#### Provided text
--- begin ---

1.7 Error Correction Code (ECC)

This task is typically executed by a hardware accelerator inside the memory controller. Examples of memories with embedded ECC were also reported [8,9,10]. Most popular ECC codes, correcting more than one error, are Reed-Solomon and BCH [11].

NAND raw BER gets worse generation after generation approaching, as a matter of fact, the Shannon limit. As a consequence, correction techniques based on soft information processing are becoming more and more popular: LDPC (Low Density Parity Check) codes are an example of this soft information approach. Chapter 4 provides details about how these codes can be handled by SSD simulators.

1.8 SSD’s Interfaces

There are 3 main interface protocols used to connect SSDs into server and/or storage infrastructure: Serial Attached SCSI (SAS), Serial ATA (SATA ) and PCI-Express . PCI-Express based SSDs deliver the highest performances and are mainly used in server based deployments as a plug-in card inside the server itself. SAS SSDs deliver pretty good level of performances and are used in both high-end servers and mid-range and high-end storage enclosures. SATA based SSDs are used mainly in client applications and in entry-level and mid-range server and storage enclosures.

1.9 SAS and SATA

Serial Attached SCSI (SAS ) is a communication protocol traditionally used to move data between storage devices and host. SAS is based on a serial point-to-point physical connection. It uses a standard SCSI command set to drive device communications. Today, SAS based devices most commonly run at 6 Gbps, but 12 Gbps SAS are available too. On the other side, SAS interface can also be run at slower speeds—1.5 Gbps and/or 3 Gbps to support legacy systems.

SAS offers backwards-compatibility with second-generation SATA drives. The T10 technical committee of the International Committee for Information Technology Standards (INCITS) develops and maintains the SAS protocol; the SCSI Trade Association (SCSITA) promotes the technology.

Serial ATA (SATA or Serial Advanced Technology Attachment) is another interface protocol used for connecting host bus adapters to mass storage devices, such as hard disk drives and solid state drives. Serial ATA was designed to replace the older parallel ATA/IDE protocol. SATA is also based on a point-to-point connection. It uses ATA and ATAPI command sets to drive device communications. Today, SATA based devices run either at 3 or 6 Gbps.

Serial ATA industry compatibility specifications originate from the Serial ATA International Organization [12] (aka. SATA-IO).

A typical SAS eco-system consists of SAS SSDs plugged into a SAS backplane or a host bus adapter via a point to point connection, which, in turn, is connected to the host microprocessor either via either an expander or directly, as shown in Fig. 1.7.

Fig. 1.7
figure 7

SAS connectivity

Each expander can support up to 255 connections to enable a total of 65535 (64k) SAS connections. Indeed, SAS based deployments enable the usage of a large number of SAS SSDs in a shared storage environment.

SAS SSDs are built with two ports. This dual port functionality allows host systems to have redundant connections to SAS SSDs . In case one of the connections to the SSD is either broken or not properly working, host systems still have the second port that can be used to maintain continuous access to the SAS SSD. In enterprise applications where high availability is an absolute requirement, this feature is key.

--- end ---

#### Set of tasks
**a.** From the SSD excerpt, print the section starting at "SAS offers backwards-compatibility" and ending at "promotes the technology.".
**b.** List every speed at which the SSD excerpt says a SAS interface or SAS device can run.

#### Records
--- begin ---

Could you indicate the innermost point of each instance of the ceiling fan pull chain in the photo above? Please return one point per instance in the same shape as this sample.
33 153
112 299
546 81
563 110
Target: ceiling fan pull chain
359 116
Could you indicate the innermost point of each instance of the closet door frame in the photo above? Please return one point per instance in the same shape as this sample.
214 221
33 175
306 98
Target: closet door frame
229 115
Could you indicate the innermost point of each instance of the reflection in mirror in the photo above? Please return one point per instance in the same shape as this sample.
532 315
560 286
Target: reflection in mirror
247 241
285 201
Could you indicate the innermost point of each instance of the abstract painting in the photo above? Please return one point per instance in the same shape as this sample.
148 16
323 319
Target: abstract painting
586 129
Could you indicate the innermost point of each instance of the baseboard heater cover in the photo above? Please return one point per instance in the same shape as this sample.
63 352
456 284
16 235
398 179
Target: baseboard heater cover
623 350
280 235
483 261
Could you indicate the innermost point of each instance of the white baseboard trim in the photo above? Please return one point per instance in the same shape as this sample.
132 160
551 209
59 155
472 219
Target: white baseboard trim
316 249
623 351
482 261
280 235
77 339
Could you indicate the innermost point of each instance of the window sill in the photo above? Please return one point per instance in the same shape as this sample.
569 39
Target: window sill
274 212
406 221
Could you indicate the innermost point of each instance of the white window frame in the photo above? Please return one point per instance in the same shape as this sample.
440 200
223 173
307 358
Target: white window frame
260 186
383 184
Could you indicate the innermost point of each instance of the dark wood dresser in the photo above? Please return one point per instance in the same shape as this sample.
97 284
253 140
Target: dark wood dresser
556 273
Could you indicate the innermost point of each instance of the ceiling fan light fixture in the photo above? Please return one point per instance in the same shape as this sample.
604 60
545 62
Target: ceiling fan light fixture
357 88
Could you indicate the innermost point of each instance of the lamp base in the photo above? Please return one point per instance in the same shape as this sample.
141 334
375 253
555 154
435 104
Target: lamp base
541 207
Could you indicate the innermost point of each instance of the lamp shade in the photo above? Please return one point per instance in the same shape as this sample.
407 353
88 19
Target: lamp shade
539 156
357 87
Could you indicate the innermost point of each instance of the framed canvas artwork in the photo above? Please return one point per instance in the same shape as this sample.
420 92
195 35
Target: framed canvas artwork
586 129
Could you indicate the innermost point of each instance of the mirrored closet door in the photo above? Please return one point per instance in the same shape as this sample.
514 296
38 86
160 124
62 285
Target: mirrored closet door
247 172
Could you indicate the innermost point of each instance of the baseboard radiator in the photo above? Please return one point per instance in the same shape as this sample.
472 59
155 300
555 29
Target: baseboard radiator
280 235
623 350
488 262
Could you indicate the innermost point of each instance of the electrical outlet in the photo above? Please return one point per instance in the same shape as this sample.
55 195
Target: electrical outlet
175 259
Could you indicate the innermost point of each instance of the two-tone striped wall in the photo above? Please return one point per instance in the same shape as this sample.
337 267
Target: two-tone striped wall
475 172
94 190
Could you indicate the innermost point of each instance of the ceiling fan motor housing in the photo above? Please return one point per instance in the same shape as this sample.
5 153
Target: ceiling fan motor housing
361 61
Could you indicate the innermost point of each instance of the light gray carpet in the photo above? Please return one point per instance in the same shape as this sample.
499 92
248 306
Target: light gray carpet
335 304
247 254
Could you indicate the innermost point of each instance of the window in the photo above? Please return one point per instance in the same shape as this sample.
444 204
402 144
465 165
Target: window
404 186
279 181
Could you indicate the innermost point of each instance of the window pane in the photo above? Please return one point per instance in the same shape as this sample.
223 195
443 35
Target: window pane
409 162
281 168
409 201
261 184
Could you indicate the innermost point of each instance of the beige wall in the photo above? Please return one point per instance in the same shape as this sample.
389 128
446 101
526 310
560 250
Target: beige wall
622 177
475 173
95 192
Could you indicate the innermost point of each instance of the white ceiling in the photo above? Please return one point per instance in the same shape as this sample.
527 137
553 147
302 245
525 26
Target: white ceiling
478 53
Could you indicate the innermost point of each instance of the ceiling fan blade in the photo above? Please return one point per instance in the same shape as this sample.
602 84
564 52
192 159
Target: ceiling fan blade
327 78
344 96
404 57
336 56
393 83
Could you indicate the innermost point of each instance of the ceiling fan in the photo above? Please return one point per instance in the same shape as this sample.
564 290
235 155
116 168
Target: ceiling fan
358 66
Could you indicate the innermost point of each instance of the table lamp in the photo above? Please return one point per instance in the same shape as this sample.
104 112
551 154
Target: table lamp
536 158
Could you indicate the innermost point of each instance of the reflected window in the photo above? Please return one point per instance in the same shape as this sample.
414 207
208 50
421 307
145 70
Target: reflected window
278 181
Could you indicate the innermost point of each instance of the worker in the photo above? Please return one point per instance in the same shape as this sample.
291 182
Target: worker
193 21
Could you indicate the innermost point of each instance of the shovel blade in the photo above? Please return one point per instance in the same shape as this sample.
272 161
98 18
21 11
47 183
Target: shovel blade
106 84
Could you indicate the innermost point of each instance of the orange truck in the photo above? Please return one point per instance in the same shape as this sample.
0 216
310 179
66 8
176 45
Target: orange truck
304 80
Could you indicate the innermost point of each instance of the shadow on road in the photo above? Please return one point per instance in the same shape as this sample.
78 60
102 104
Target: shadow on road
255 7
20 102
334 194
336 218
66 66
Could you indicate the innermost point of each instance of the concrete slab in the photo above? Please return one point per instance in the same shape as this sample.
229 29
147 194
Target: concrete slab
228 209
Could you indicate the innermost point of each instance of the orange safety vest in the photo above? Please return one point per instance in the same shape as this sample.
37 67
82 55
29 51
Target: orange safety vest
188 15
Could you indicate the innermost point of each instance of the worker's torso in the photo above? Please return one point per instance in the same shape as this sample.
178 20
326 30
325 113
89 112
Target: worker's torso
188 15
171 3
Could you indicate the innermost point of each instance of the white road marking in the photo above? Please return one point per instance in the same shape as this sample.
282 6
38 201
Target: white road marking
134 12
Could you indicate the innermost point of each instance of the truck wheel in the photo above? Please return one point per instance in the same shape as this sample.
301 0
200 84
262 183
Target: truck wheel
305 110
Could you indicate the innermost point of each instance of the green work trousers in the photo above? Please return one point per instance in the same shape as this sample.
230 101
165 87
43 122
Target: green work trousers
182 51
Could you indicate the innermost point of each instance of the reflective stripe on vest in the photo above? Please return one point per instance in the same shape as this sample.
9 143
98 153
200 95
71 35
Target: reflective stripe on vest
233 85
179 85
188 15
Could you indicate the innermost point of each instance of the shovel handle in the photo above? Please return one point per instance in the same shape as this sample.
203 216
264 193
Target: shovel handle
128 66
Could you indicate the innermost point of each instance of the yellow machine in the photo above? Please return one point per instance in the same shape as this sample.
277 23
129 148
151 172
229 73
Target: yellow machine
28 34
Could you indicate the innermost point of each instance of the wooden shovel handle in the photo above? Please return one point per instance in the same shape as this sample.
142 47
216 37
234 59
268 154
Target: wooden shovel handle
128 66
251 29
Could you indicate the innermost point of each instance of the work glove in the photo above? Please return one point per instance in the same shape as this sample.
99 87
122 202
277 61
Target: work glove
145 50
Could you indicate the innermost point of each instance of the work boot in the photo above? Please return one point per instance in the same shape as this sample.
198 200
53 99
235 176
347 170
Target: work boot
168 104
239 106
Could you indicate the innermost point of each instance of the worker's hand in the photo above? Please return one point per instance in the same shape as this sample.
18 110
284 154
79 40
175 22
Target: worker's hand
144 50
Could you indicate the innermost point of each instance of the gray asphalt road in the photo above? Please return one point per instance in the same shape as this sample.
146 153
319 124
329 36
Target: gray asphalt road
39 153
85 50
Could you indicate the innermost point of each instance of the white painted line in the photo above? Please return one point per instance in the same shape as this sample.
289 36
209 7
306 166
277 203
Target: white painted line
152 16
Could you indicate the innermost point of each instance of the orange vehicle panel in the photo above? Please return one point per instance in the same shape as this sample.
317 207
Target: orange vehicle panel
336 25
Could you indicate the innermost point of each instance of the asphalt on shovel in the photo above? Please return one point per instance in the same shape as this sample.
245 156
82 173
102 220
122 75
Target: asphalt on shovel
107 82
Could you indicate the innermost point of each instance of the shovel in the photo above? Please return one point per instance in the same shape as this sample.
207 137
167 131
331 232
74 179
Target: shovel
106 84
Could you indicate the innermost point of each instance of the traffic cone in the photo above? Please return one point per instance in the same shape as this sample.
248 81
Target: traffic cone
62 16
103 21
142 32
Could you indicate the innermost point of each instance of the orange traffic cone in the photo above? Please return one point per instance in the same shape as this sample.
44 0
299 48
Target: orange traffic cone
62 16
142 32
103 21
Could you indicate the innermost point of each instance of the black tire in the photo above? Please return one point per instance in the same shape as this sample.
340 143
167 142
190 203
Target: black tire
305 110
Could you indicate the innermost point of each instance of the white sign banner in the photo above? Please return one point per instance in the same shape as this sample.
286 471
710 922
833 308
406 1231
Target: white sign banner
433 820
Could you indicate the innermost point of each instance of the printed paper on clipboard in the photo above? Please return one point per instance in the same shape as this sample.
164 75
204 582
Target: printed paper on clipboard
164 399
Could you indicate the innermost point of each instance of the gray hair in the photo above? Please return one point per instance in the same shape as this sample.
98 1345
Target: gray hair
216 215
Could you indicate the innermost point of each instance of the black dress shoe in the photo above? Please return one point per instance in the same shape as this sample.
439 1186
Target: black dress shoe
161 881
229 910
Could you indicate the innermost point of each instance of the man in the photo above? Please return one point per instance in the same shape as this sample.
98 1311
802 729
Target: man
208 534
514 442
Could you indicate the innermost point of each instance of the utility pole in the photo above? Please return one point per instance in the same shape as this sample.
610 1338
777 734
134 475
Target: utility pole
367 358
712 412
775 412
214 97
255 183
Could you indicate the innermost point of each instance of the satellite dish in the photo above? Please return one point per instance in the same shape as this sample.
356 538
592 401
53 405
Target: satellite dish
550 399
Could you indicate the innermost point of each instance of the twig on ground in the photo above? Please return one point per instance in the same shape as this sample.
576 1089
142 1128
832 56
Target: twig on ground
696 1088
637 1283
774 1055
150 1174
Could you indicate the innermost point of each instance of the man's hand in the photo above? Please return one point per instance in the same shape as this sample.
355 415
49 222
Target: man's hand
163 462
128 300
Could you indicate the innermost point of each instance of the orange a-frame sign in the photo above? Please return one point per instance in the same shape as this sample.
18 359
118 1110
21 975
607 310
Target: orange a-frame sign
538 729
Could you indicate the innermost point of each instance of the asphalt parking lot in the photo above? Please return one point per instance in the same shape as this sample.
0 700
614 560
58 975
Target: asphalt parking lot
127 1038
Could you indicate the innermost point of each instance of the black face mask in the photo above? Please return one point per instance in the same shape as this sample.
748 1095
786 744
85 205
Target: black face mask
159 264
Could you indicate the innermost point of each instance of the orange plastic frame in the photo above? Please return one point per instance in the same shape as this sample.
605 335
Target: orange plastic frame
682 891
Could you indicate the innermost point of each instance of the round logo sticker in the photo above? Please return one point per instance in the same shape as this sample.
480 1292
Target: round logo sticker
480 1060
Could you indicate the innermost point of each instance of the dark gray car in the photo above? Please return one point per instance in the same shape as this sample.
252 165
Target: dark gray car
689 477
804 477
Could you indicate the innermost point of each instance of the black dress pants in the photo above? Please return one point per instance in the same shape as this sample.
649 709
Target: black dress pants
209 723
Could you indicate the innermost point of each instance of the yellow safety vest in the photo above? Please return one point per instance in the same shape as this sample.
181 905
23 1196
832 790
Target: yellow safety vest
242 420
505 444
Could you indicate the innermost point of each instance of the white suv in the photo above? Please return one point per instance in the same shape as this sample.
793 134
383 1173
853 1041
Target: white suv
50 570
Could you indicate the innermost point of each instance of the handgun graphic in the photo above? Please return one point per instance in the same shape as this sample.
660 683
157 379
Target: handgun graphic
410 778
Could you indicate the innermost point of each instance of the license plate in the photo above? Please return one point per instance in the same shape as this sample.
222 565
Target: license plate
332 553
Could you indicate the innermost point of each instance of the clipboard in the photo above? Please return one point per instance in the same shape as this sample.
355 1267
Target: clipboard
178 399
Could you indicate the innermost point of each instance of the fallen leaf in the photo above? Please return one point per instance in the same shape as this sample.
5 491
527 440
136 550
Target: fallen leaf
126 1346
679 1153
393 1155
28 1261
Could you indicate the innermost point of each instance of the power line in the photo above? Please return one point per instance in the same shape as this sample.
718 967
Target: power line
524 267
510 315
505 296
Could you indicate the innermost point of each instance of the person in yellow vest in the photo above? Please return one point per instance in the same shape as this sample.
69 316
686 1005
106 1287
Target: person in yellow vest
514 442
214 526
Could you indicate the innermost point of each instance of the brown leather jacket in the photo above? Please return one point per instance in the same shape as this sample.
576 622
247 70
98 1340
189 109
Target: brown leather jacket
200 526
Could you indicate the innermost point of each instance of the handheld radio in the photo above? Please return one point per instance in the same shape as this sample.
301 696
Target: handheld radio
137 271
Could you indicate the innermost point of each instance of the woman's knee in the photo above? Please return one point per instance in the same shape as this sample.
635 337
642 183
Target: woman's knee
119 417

--- end ---

#### Responses in order
**a.**
SAS offers backwards-compatibility with second-generation SATA drives. The T10 technical committee of the International Committee for Information Technology Standards (INCITS) develops and maintains the SAS protocol; the SCSI Trade Association (SCSITA) promotes the technology.

**b.**
- 1.5 Gbps
- 3 Gbps
- 6 Gbps
- 12 Gbps